BRIEF:
Below are the records. Retype exactly the lines between the lines holding "Target: man's hand holding plaque" and "Target: step-and-repeat backdrop", inclusive.

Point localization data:

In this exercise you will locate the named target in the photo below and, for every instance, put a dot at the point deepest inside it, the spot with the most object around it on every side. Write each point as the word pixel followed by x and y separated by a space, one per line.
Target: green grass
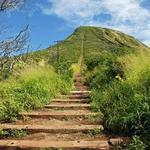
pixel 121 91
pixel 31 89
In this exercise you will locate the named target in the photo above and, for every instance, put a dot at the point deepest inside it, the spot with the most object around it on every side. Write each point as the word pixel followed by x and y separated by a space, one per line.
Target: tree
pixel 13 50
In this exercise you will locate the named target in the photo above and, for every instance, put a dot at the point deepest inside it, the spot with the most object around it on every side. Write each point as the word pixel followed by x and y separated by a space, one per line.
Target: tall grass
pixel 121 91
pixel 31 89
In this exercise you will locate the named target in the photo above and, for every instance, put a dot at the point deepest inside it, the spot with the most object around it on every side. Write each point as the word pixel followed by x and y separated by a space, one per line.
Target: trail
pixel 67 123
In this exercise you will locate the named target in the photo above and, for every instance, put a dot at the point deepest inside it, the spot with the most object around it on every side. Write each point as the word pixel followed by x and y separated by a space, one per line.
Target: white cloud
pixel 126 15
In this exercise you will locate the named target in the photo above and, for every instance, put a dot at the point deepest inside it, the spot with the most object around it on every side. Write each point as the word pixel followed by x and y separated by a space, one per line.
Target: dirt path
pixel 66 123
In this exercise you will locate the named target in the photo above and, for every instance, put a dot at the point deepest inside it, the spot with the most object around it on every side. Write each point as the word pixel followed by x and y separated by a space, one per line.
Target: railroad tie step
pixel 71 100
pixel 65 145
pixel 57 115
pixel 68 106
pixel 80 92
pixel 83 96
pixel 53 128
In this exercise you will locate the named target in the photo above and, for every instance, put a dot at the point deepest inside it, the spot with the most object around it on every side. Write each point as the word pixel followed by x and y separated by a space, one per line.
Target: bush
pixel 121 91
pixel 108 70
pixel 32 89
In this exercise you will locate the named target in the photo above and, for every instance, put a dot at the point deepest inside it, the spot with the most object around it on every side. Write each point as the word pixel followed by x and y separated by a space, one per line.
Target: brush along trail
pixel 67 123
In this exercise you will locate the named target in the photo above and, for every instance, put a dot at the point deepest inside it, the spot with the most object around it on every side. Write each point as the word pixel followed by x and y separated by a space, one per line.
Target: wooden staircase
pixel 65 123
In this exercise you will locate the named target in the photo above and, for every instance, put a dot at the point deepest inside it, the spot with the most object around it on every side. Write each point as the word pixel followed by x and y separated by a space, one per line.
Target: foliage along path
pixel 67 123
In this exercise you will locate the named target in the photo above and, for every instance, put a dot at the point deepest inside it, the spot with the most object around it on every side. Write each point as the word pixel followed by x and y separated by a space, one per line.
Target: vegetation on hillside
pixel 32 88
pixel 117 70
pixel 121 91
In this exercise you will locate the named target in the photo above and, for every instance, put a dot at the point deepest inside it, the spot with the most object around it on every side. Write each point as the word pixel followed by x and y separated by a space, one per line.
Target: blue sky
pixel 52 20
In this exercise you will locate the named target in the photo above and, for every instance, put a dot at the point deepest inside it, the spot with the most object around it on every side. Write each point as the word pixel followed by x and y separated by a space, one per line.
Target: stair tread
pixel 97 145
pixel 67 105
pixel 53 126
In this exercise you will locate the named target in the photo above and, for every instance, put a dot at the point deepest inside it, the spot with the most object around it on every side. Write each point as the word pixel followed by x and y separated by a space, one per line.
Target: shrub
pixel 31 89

---

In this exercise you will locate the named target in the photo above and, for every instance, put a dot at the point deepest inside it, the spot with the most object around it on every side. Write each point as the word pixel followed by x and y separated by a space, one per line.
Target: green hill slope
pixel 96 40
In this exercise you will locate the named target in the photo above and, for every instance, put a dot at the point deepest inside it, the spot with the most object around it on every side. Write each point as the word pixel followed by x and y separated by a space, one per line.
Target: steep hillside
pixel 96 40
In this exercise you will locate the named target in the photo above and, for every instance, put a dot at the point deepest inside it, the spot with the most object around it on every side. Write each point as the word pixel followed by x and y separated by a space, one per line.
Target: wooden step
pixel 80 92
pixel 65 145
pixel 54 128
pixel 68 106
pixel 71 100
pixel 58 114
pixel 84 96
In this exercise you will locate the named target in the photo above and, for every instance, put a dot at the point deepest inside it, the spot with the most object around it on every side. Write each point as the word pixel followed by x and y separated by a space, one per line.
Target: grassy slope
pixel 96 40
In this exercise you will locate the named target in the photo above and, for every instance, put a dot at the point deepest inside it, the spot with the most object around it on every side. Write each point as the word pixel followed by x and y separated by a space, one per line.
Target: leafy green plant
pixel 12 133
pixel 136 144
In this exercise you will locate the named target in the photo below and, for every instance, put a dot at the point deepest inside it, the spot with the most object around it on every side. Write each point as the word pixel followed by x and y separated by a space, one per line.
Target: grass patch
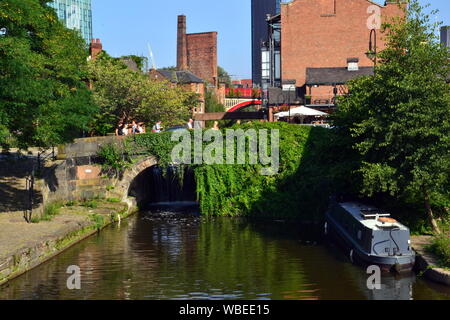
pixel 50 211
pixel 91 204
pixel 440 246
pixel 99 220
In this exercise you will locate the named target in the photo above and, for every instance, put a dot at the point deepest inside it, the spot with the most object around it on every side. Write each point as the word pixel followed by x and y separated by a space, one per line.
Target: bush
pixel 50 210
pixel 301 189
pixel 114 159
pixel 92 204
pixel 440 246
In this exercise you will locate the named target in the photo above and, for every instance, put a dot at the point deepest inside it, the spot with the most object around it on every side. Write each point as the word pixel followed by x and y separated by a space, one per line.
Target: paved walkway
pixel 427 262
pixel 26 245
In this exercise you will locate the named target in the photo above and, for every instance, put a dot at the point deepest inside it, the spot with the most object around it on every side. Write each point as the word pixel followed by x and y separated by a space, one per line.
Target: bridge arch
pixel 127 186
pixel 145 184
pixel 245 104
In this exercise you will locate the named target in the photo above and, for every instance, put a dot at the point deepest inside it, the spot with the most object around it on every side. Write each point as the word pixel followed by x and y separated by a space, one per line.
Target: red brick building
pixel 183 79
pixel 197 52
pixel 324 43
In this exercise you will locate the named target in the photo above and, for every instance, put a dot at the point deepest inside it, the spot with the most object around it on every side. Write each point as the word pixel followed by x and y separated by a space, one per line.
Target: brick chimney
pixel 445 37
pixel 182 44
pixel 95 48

---

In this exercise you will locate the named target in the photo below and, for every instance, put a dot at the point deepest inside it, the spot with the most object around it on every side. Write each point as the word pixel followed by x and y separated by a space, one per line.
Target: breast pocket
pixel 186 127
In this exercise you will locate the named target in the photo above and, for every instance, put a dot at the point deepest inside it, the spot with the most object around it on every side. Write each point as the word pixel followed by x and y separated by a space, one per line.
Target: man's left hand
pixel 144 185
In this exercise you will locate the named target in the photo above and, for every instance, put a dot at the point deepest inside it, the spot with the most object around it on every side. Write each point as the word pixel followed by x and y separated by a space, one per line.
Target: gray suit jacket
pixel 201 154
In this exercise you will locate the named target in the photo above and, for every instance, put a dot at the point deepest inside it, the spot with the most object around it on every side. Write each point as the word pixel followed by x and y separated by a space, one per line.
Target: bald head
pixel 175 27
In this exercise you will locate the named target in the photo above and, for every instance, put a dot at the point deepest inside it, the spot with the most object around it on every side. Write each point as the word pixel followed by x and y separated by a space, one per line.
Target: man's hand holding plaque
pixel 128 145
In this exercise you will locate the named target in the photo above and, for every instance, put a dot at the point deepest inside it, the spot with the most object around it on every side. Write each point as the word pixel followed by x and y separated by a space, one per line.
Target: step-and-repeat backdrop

SOLVED EXERCISE:
Target: man's hand holding plaque
pixel 128 145
In this exercise you will locate the named target in the photo above and, for every instance, put a dot at the point deepest inside it, the spot with the most object around it on every side. Write each point as the word pixel followed by x and y separated by a space, one per line.
Target: step-and-repeat backdrop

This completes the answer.